CHRONIQUE D’ENFANT 6 La lessive

 

Mes grands parents avaient tous les deux le sang vifs et il arrivait parfois que le ton monte assez vite. Alors qu'ils s'exprimaient ordinairement en français, dès que les invectives arrivaient elles se faisaient en patois.
Ayant l'habitude de telles altercations je ne m'inquiétait nullement car immanquablement mon grand père sortait dans le jardin en claquant la porte tout en rouspétant et presque à chaque fois ma grand mère marmonnait pour elle «canto, canto, cantarelle, quand aura fini dé canta té calora » (chante, chante, chanterelle, quant tu aura fini de chanter tu te tairas ).
Je leur dois de savoir parler un peu le patois car ma grand mère lorsqu'elle avait à exprimer quelque chose d'utile ou de profond le faisait dans un patois que j'ai toujours entendu et qui de ce fait a été un peu ma langue maternelle et ma vie est toujours émaillée à ce jour de ces sentences qui me remontent à l'esprit selon les circonstance de la vie.

• _EXTRAIT DE DONNÉES_:
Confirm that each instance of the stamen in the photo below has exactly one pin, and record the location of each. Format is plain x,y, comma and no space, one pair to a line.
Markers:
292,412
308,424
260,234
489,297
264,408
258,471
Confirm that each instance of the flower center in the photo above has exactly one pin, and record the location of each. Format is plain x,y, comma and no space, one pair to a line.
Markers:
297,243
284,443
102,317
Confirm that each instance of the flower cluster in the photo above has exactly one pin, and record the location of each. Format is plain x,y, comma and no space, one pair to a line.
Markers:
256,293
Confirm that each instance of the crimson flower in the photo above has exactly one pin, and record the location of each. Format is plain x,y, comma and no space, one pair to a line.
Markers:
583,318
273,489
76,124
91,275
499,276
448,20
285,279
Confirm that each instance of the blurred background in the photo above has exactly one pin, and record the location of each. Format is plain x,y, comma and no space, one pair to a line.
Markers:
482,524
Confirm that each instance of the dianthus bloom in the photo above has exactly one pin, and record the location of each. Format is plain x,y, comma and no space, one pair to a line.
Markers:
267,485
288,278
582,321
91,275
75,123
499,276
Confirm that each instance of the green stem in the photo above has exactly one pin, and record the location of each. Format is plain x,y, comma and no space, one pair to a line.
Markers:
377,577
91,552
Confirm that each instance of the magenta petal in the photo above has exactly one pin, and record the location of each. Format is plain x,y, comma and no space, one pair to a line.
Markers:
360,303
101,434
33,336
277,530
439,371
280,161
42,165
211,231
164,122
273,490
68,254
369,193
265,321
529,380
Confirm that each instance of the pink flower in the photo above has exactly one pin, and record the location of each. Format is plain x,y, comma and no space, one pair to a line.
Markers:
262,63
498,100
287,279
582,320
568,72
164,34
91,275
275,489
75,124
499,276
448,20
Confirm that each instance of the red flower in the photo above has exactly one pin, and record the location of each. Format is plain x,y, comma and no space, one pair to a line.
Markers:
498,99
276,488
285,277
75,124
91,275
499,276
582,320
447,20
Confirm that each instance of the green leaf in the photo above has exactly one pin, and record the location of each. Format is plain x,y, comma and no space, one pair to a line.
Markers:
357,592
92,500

...

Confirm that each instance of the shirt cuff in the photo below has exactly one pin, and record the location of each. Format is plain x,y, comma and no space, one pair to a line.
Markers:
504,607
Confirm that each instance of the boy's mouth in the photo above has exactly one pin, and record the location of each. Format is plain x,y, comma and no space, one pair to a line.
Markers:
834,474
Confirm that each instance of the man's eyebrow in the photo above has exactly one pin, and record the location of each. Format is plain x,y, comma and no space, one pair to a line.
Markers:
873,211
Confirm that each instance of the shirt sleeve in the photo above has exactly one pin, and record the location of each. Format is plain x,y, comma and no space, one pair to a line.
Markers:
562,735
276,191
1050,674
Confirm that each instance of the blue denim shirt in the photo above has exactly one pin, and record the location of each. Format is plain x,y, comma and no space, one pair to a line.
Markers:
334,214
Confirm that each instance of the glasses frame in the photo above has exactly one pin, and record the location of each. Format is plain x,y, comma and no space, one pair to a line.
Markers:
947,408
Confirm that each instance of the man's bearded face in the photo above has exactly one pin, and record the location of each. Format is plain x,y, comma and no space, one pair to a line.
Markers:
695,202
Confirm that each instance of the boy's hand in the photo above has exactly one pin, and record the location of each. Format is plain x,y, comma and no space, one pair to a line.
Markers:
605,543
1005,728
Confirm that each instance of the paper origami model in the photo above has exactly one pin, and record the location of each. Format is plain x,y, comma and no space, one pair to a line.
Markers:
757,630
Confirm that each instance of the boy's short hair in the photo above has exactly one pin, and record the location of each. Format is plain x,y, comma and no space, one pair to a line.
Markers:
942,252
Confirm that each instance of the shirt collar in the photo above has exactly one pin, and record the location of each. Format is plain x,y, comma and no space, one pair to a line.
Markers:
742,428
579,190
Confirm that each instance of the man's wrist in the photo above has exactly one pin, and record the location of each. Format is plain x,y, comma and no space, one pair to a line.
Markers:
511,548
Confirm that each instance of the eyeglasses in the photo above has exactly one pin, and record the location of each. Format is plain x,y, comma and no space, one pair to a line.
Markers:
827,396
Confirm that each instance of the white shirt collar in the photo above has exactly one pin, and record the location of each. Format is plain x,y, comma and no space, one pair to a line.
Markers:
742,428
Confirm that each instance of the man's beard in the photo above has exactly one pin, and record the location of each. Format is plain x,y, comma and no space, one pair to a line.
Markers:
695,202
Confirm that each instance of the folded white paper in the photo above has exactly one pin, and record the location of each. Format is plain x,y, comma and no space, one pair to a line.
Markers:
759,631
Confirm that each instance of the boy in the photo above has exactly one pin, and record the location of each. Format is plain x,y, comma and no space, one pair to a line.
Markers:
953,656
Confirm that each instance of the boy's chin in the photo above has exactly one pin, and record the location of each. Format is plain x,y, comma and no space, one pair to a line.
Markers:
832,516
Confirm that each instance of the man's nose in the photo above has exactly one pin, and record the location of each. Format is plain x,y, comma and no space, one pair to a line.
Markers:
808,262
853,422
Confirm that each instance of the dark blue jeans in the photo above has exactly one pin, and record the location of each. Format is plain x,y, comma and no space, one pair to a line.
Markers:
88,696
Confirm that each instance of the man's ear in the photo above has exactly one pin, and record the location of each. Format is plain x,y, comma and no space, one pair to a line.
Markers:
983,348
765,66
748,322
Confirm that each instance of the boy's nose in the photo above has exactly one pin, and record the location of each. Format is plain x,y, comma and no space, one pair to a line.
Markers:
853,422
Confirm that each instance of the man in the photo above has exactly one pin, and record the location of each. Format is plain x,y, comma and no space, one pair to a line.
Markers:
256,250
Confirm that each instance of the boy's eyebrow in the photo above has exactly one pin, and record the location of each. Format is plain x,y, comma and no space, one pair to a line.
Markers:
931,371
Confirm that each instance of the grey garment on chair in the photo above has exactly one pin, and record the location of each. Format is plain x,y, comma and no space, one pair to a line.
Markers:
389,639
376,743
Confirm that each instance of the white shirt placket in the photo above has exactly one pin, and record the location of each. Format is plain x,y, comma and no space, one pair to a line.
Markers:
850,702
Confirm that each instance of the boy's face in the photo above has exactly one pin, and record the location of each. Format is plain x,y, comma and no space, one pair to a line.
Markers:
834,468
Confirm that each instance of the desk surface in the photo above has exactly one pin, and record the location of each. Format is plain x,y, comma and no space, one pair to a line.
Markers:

...

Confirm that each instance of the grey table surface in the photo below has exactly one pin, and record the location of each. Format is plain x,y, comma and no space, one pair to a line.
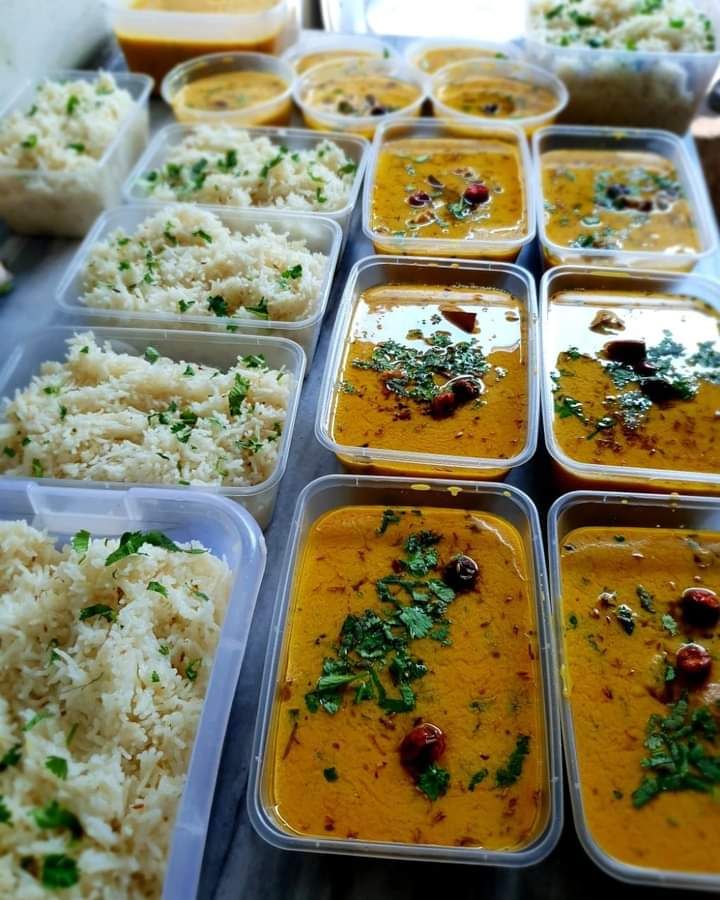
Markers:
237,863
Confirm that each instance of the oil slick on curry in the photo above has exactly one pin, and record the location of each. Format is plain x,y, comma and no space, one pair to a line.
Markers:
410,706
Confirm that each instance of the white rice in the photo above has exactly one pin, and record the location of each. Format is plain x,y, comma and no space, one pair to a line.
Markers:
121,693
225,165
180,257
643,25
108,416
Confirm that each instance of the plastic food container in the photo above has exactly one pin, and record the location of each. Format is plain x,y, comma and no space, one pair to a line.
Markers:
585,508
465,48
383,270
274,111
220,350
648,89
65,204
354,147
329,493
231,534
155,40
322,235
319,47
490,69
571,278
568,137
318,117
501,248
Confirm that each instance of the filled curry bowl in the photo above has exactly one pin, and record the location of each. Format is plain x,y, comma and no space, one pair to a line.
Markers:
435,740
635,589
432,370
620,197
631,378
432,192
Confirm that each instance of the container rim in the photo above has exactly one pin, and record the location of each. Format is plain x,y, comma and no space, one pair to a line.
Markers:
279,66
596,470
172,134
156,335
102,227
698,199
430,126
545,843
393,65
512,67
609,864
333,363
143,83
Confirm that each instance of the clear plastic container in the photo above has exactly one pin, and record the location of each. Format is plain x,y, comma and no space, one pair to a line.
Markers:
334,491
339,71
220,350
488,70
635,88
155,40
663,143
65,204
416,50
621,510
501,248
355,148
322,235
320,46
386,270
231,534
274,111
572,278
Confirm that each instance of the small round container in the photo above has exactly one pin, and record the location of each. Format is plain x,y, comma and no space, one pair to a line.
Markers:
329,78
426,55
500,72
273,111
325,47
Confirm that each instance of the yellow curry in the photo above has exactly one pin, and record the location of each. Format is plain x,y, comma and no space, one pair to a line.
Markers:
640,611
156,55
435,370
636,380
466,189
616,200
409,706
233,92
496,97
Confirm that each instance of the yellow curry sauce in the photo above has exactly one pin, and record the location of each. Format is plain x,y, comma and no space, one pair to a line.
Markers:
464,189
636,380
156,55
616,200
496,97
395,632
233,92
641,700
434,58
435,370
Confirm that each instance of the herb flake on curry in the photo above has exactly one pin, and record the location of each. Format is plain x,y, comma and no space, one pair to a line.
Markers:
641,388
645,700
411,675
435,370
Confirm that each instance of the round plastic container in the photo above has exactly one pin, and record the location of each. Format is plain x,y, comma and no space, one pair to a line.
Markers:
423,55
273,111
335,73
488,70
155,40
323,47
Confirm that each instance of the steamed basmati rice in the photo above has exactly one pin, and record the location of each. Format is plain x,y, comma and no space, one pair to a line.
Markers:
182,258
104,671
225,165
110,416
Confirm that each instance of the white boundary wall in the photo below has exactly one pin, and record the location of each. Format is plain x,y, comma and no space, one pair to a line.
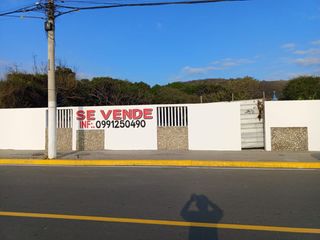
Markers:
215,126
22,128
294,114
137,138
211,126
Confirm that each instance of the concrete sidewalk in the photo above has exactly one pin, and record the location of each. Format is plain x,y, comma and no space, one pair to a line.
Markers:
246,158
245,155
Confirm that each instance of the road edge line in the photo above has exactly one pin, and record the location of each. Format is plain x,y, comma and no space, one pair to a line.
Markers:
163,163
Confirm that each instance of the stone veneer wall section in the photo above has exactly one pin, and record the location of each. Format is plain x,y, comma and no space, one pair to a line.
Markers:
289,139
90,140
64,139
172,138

• _BUT DE L'EXERCICE_:
Recopiez dans la chronique sur les grands-parents tout le passage allant de « Je leur dois » jusqu'à « circonstance de la vie. ». Les enregistrements ne sont d'aucune utilité ici.

• _RÉSULTAT ATTENDU_:
Je leur dois de savoir parler un peu le patois car ma grand mère lorsqu'elle avait à exprimer quelque chose d'utile ou de profond le faisait dans un patois que j'ai toujours entendu et qui de ce fait a été un peu ma langue maternelle et ma vie est toujours émaillée à ce jour de ces sentences qui me remontent à l'esprit selon les circonstance de la vie.